● Okuma Metni:
Öğretmenlerin Öğretmeni LİLİ BAROKAS

Toplumumuzdan farklı yaşlardan birçok kadını ve genç kızı bale alanında eğiten Lili Barokas, 84 yaşında hâlâ baleye ve öğretmeye devam ediyor. Kendisiyle bu 84 yıllık renkli hayatını, anılarını ve bugünlerde onu hayata bağlayan güzellikleri konuştuk.

Dora NİYEGO Toplum
12 Temmuz 2017 Çarşamba

Önce sizi tanıyalım…

Rus bir anne ve Bulgar bir babanın kızıyım. 1933 yılında dünyaya geldim. İtalyan Lisesinde okudum. Eşim Dr. Ruben Barokas’ı birkaç yıl önce kaybettim. İtalyan Lisesinde okurken dans yeteneğim öğretmenlerimin dikkatini çekti. Dans ve müzik küçük yaşlarda hayatıma girdi.

Bu yeteneğinizi keşfettikten sonra neler yaptınız?

Küçükken, müzikale, tiyatroya veya sinemaya gittiğimizde, eve dans ederek dönerdim. Dans etmek çok hoşuma giderdi. Öğretmenlerim ve çevremizdeki tanıdıklar, yeteneğim olduğunu görünce, aileme bana bale dersi aldırmaları için baskı yaptılar.

Ailem, ilk bale derslerimi, o dönemin tanınmış dans hocası Krasa Arzumanof‘tan aldırdılar. On iki yaşına gelince, Eminönü Halk Evinde, Türkiye çapında yaşıtlarım arasında yapılan bale yarışmasına girdim ve birinciliği kazandım.

Liseyi bitirdikten sonra, Londra’daki Royal Academy’nin İstanbul’daki sınavına katıldım ve ‘teaching member’ sertifikası, yani öğretmenlik sertifikası aldım. Ardından, Mimar Sinan Konservatuarında kayıtlı öğrenci olmamama rağmen, konservatuardaki derslere katıldım. On altı yaşında bale dersi vermeye başladım. Ders verirken, öğrencilerime ‘Royal Academy’nin programını uyguluyordum.

Otuz yıl gibi bir süre Şişli Terakki Lisesinde ve başka okullarda bale öğretmenliği yaptım. Birçok resital hazırladım. Böbrek Vakfı yararına, Yunus Emre Kültür Merkezinde, Swissotel’de, Viyana Opera ve Balosu için, birer gösteri hazırladım. Ayrıca, yıllarca özel bale dersleri de verdim.

● Ham Veriler:
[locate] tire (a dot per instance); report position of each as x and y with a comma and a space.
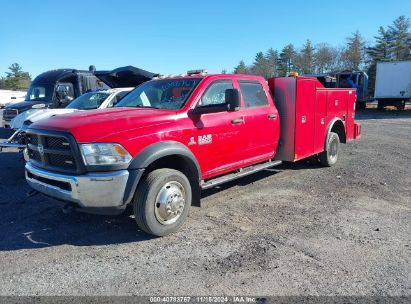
329, 157
159, 190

● Yönergeler:
A: Okuma metnine göre Lili Barokas kaç yaşında bale dersi vermeye başladı?
B: Okuma metnindeki "Otuz yıl gibi bir süre Şişli Terakki Lisesinde ve başka okullarda bale öğretmenliği yaptım." cümlesini İngilizceye çevirin.
C: Okuma metninin "Toplumumuzdan farklı yaşlardan" sözleriyle başlayıp "sonra neler yaptınız?" sözlerine kadar süren bölümünü olduğu gibi yazıya geçirin.

● Verilen Yanıtlar:
A: On altı yaşında.

B: I worked as a ballet teacher at Şişli Terakki High School and at other schools for about thirty years.

C:
Toplumumuzdan farklı yaşlardan birçok kadını ve genç kızı bale alanında eğiten Lili Barokas, 84 yaşında hâlâ baleye ve öğretmeye devam ediyor. Kendisiyle bu 84 yıllık renkli hayatını, anılarını ve bugünlerde onu hayata bağlayan güzellikleri konuştuk.

Dora NİYEGO Toplum
12 Temmuz 2017 Çarşamba

Önce sizi tanıyalım…

Rus bir anne ve Bulgar bir babanın kızıyım. 1933 yılında dünyaya geldim. İtalyan Lisesinde okudum. Eşim Dr. Ruben Barokas’ı birkaç yıl önce kaybettim. İtalyan Lisesinde okurken dans yeteneğim öğretmenlerimin dikkatini çekti. Dans ve müzik küçük yaşlarda hayatıma girdi.

Bu yeteneğinizi keşfettikten sonra neler yaptınız?